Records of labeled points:
★ ★ ★
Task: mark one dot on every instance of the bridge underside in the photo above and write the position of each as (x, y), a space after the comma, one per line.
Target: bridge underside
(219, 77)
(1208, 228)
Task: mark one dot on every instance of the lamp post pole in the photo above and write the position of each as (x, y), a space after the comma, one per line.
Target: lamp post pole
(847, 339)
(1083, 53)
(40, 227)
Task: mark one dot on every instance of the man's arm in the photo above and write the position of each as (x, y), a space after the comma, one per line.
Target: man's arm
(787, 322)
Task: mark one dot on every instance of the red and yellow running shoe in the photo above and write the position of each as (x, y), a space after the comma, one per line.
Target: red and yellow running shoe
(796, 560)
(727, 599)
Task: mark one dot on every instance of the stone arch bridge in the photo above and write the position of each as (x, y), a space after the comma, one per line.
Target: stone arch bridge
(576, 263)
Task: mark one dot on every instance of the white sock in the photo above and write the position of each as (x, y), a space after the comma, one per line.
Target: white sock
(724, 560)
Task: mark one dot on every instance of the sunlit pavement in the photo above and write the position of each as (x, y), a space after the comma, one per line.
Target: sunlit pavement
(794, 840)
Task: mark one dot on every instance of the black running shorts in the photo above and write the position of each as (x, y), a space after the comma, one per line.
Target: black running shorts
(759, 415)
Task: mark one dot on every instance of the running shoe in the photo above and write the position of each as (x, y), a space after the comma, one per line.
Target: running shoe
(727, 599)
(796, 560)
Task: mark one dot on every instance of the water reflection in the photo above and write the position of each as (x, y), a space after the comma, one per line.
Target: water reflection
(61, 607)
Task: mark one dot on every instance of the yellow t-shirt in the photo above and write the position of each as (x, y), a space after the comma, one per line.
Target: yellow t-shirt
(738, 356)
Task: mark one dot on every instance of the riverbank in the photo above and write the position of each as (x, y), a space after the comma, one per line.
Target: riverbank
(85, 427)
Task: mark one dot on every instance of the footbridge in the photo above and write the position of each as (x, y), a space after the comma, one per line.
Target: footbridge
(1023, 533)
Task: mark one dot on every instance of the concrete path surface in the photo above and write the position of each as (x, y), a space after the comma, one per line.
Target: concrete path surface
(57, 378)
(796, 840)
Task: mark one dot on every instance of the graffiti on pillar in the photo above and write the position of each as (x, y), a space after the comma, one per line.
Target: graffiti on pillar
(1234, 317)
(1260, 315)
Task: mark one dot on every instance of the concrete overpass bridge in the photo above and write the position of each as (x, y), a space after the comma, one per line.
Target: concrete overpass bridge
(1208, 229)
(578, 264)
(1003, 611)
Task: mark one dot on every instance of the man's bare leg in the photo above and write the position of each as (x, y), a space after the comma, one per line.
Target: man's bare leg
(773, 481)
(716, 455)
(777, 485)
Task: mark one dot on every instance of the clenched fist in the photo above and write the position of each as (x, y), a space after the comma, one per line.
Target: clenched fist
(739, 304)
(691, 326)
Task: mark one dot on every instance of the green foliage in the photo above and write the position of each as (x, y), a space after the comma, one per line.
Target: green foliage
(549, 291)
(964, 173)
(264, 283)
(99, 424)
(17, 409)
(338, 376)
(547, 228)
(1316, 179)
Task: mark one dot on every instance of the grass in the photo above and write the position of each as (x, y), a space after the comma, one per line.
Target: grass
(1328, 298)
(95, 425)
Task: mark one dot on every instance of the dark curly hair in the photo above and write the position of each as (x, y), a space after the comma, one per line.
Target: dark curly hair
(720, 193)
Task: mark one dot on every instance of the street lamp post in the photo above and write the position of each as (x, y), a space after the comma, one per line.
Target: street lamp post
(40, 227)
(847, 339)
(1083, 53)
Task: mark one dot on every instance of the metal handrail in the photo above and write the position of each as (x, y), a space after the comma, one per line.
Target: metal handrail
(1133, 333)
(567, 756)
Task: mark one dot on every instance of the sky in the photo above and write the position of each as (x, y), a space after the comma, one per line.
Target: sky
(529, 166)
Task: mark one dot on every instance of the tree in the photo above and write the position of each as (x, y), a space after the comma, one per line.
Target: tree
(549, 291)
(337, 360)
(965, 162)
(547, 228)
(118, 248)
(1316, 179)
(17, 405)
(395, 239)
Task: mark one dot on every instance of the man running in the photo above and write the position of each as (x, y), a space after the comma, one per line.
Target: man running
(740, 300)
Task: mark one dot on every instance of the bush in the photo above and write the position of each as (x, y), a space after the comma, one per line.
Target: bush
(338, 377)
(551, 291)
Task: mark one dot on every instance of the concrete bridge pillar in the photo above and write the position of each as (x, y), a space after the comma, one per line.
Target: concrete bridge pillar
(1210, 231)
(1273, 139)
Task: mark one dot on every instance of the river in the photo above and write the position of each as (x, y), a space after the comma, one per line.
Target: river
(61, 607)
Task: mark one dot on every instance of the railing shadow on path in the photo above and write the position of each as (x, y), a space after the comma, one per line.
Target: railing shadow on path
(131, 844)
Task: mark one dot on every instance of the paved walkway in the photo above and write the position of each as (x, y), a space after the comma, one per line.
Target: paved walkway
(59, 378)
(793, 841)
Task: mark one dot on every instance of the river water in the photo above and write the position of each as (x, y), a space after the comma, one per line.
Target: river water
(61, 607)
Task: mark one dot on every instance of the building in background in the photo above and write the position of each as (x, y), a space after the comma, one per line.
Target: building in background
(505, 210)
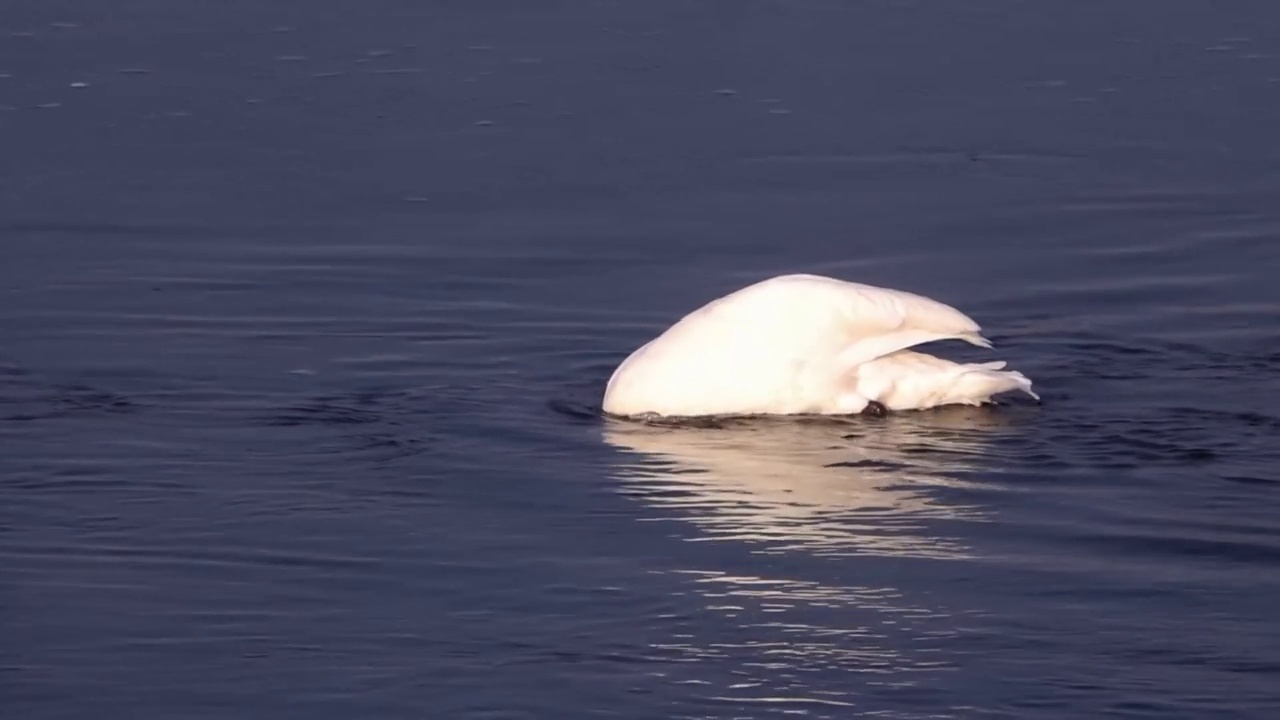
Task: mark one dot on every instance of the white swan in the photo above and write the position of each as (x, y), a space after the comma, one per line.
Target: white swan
(807, 345)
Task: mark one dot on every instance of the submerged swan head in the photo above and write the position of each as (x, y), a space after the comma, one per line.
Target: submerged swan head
(807, 345)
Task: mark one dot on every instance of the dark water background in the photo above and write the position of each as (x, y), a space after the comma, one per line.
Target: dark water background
(304, 308)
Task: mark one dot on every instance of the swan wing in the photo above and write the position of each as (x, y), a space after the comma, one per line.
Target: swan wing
(882, 322)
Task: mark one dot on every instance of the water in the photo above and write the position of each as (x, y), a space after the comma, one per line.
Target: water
(307, 308)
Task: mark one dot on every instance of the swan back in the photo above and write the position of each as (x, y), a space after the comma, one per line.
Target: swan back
(782, 345)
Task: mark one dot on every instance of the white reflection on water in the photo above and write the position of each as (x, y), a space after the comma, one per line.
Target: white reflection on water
(858, 497)
(823, 486)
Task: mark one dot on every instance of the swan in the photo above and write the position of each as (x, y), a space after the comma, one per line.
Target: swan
(807, 345)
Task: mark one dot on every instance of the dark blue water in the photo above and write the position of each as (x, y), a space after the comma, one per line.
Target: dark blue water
(305, 309)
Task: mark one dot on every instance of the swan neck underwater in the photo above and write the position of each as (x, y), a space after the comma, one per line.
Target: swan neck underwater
(807, 345)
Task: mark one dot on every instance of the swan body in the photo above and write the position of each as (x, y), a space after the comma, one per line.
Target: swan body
(807, 345)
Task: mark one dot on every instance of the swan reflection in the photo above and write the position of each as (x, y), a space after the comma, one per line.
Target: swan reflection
(826, 486)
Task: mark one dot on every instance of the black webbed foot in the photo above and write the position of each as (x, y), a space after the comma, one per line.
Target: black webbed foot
(874, 409)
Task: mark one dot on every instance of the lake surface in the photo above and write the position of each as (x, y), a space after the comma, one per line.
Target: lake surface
(306, 310)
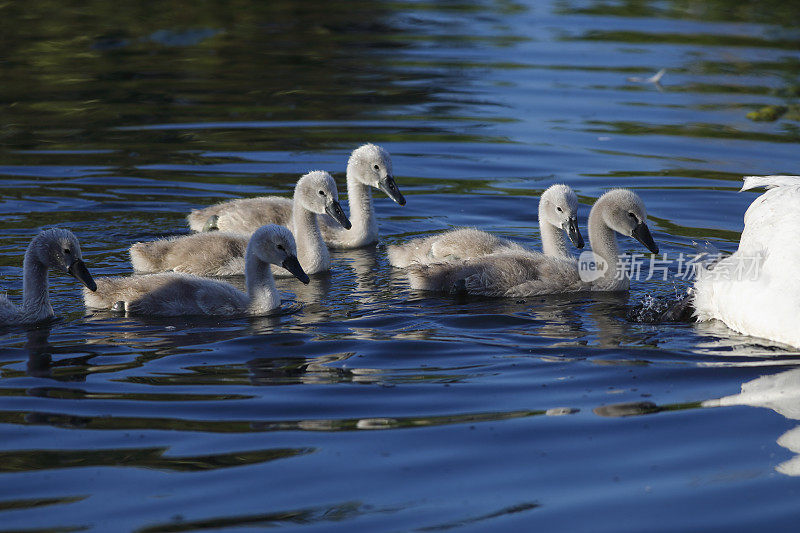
★ ★ ★
## Problem requirements
List every line in the records above that contains the string "graffiti". Case counts.

## Solution to the problem
Task: mark one dot on every instance of the graffiti on pillar in the photo above and write the position of each as (x, y), a space after the comma, one per line.
Target: graffiti on pillar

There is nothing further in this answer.